Task description
Reproduce the records below with every occurrence of "overcast sky" replaced by "cloudy sky", keeping all other text unchanged. Omit the pictures from your answer.

Data entries
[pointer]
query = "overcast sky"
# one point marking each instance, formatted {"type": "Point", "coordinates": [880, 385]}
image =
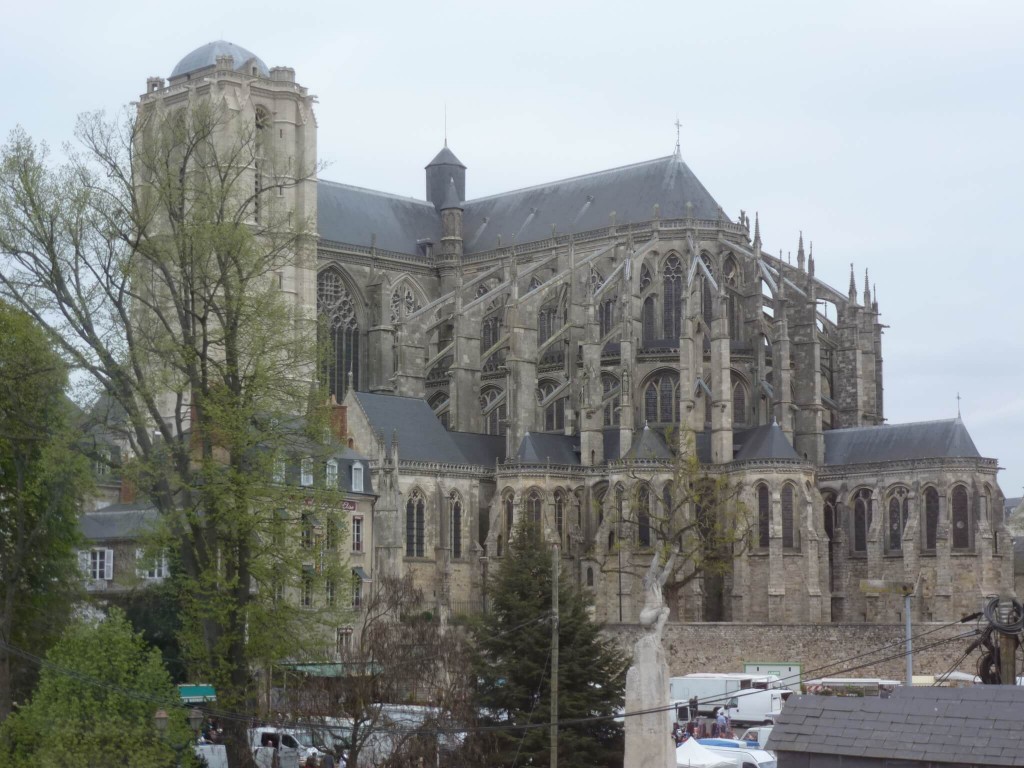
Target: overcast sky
{"type": "Point", "coordinates": [889, 132]}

The answer
[pointer]
query = "cloudy sky"
# one point marking each instance, formatted {"type": "Point", "coordinates": [880, 385]}
image =
Target: cloudy sky
{"type": "Point", "coordinates": [889, 132]}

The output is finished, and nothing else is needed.